● AIM OF THE EXERCISE:
Transcribe all of the records precisely as they are presented.

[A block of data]

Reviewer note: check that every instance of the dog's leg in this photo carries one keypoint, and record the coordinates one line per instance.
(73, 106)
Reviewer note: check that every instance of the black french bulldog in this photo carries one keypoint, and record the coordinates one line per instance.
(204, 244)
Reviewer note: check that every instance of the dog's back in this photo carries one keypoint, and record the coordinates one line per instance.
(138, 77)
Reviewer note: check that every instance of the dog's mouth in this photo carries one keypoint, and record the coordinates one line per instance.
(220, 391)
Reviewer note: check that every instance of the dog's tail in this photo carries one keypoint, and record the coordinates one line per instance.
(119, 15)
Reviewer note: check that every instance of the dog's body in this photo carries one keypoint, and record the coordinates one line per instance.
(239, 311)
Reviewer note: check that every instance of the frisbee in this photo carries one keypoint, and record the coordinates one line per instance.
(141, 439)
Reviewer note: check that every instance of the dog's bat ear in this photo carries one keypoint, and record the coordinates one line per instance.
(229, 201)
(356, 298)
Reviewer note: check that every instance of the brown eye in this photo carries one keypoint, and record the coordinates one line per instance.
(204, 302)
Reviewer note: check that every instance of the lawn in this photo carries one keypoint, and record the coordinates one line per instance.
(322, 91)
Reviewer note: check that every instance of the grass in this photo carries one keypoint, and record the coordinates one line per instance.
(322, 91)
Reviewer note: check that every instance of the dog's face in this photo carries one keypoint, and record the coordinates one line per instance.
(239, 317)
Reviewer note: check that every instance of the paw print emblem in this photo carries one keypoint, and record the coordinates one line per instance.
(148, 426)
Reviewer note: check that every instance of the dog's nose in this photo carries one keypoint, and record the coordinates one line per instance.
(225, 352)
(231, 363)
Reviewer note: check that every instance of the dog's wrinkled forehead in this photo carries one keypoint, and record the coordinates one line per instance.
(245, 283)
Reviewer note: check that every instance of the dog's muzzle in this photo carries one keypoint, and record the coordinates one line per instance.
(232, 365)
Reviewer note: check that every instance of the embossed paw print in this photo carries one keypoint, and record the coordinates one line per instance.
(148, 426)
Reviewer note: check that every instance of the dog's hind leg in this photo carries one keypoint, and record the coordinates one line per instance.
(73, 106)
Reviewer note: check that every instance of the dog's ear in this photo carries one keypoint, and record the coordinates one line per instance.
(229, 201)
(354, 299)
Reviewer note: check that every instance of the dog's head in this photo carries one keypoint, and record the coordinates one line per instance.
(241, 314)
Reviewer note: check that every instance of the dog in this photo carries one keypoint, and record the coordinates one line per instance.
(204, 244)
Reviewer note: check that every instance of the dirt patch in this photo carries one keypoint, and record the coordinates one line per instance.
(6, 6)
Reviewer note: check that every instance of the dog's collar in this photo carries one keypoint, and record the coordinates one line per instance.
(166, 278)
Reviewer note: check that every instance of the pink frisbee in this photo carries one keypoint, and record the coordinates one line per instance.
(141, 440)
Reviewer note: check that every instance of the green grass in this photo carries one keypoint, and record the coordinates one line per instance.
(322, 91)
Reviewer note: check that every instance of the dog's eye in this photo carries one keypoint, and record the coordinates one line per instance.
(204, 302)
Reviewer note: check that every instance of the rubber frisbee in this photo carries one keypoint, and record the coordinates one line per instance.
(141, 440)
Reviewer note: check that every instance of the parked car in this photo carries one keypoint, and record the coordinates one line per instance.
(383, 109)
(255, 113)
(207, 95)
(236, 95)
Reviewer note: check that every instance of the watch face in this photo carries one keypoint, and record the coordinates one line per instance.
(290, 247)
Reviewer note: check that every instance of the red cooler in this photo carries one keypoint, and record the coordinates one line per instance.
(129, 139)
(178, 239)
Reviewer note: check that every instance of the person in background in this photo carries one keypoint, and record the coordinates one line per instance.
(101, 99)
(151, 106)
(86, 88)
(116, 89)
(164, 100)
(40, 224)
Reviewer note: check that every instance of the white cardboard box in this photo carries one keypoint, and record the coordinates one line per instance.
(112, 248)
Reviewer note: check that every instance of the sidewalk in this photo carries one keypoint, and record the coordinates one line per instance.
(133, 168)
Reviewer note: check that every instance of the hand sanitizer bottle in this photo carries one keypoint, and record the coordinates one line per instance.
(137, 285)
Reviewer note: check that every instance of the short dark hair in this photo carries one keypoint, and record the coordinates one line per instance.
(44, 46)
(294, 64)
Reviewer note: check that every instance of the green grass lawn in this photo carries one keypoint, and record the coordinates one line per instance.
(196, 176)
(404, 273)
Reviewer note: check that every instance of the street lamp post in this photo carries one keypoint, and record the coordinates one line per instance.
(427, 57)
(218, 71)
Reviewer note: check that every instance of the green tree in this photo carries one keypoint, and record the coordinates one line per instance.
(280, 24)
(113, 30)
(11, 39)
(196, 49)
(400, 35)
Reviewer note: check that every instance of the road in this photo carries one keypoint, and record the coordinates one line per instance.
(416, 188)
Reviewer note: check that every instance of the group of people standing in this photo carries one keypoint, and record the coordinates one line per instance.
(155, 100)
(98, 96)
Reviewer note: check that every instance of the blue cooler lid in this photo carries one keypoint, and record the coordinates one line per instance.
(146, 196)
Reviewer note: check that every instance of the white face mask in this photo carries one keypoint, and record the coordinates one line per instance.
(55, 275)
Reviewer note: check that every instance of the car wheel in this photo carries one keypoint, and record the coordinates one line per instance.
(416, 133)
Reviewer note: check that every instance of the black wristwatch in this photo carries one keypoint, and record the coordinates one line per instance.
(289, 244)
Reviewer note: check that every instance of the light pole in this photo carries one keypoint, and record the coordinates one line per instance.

● SOLVED EXERCISE:
Reviewer note: check that every instance of the dog's leg in this photo carries one keypoint, and record the coordinates one line per instance.
(73, 106)
Reviewer note: check that every instance of the black french bulldog in this photo carries one keypoint, and record the coordinates one line per instance.
(204, 244)
Reviewer note: check that every instance of the dog's back in this photo carries one keypoint, and record the coordinates one line per instance.
(138, 77)
Reviewer note: check that every instance of the dog's mouth in this photo carries one keypoint, and record the coordinates one line per instance.
(220, 391)
Reviewer note: check that every instance of the dog's tail in this photo carries one keypoint, and record the coordinates one line per instance.
(119, 15)
Reviewer note: check that every instance of the dog's body in this photo carries one keypoint, and record the coordinates one line per instance.
(239, 311)
Reviewer note: check that every instance of the frisbee in this photo carries one keypoint, and record the coordinates one line per instance.
(141, 439)
Reviewer note: check that every instance of the dog's bat ear in this photo carries one keypoint, and record the coordinates one line per instance.
(229, 201)
(356, 298)
Reviewer note: check that every instance of the brown eye in this photo carries one keypoint, and record the coordinates one line per instance.
(204, 302)
Reviewer note: check that every instance of the lawn in this photo carries one keypoint, and record the coordinates one line per instance.
(322, 91)
Reviewer note: check that every instance of the grass in this photo carries one keypoint, and record the coordinates one line per instance.
(322, 91)
Reviewer note: check that every instance of the dog's face in this photo carries one keypoint, and record the coordinates one line per instance.
(239, 317)
Reviewer note: check that every instance of the paw print emblem in this photo carries one keypoint, and record the coordinates one line per instance.
(148, 426)
Reviewer note: check that every instance of the dog's nose in this photo carries one keypoint, and record the coordinates one line per instance.
(225, 352)
(231, 363)
Reviewer note: check that every instance of the dog's wrinkled forehead in this photo carries one keypoint, and record the coordinates one line per instance.
(245, 283)
Reviewer note: check that every instance of the dog's muzzle in this photo carries one keypoint, and record the coordinates one line per instance.
(232, 365)
Reviewer note: check that every instance of the embossed paw print in this photo carries one keypoint, and record the coordinates one line per instance.
(148, 426)
Reviewer note: check that every instance of the dog's hind leg in this photo carries one keypoint, and record the coordinates one line per instance.
(73, 106)
Reviewer note: check that every instance of the dog's ear in this photo carries one keypoint, and record the coordinates one line per instance.
(229, 201)
(354, 299)
Reviewer note: check that every instance of the dog's head in this photo carries one keypoint, and record the coordinates one line per instance.
(241, 314)
Reviewer note: check that every instance of the dog in this photo carries one keypoint, and record the coordinates one line per instance.
(204, 244)
Reviewer note: check that every instance of the dirt patch in this photo carries one keypoint, and record the coordinates one line per instance.
(6, 6)
Reviewer note: check that every instance of the dog's collar in this photo carries one keypoint, and record the coordinates one line per instance.
(166, 278)
Reviewer note: check that every instance of the pink frisbee in this photo carries one keypoint, and record the coordinates one line per instance.
(141, 440)
Reviewer note: check that every instance of the green grass in this photo carries one keypoint, and record the coordinates one line per instance.
(322, 91)
Reviewer note: check that every instance of the dog's eye in this photo carries one keypoint, and record the coordinates one line per instance.
(204, 302)
Reviewer note: check that every instance of the rubber frisbee in this photo carries one keypoint, and record the coordinates one line per instance.
(141, 440)
Reviewer note: check that every instance of the parked car in this photo carries one keypoint, and record the coordinates one line per instance.
(383, 109)
(255, 113)
(207, 95)
(236, 95)
Reviewer note: check that every instance of the watch face in this photo carries one keypoint, and record the coordinates one line per instance.
(290, 247)
Reviewer note: check that every instance of the red cooler in this photo carries one keypoint, and record the coordinates one line per instance.
(129, 139)
(178, 239)
Reviewer note: check that every instance of the person in background in this photo carries one keypoint, and record the coordinates one line per instance.
(101, 99)
(151, 106)
(86, 88)
(116, 89)
(164, 100)
(40, 224)
Reviewer note: check that every instance of the white cardboard box in this photo carries one keypoint, and record the coordinates one line per instance.
(112, 248)
Reviewer note: check that every instance of the sidewalk in this photo carries one keypoint, and record the coordinates one line per instance.
(133, 168)
Reviewer note: check that every instance of the hand sanitizer bottle in this photo carries one keypoint, and record the coordinates one line per instance.
(137, 285)
Reviewer note: check that every instance of the short dark hair in this photo carries one keypoint, and record the coordinates one line per instance.
(44, 46)
(294, 64)
Reviewer note: check that every instance of the green grass lawn in this photo carries one keypoint, and record the coordinates one line per instance.
(196, 176)
(404, 273)
Reviewer note: check that every instance of the street lamp post in this photo carries one keypoint, and record the coordinates one line per instance.
(427, 57)
(218, 71)
Reviewer note: check that every instance of the green tree in this photo carries one keypoint, and record the coordinates one line per instance.
(280, 24)
(113, 30)
(11, 39)
(196, 49)
(400, 35)
Reviewer note: check that every instance of the road in this photo carries one keypoint, and record the coordinates one line per instance.
(416, 188)
Reviewer note: check that every instance of the group of people standing in this photo carries one keypoint, and record the coordinates one line per instance.
(155, 100)
(98, 96)
Reviewer note: check that every instance of the blue cooler lid in this photo carries one keypoint, and record the coordinates one line per instance.
(146, 196)
Reviewer note: check that every instance of the white face mask in this photo carries one keypoint, and record the coordinates one line per instance.
(55, 275)
Reviewer note: check that every instance of the car wheel in this photo carries one keypoint, and record the coordinates one line per instance.
(416, 133)
Reviewer note: check that every instance of the black wristwatch in this photo carries one keypoint, and record the coordinates one line per instance.
(289, 244)
Reviewer note: check that every instance of the light pole in this photo carries one keypoint, and record the coordinates one line per instance.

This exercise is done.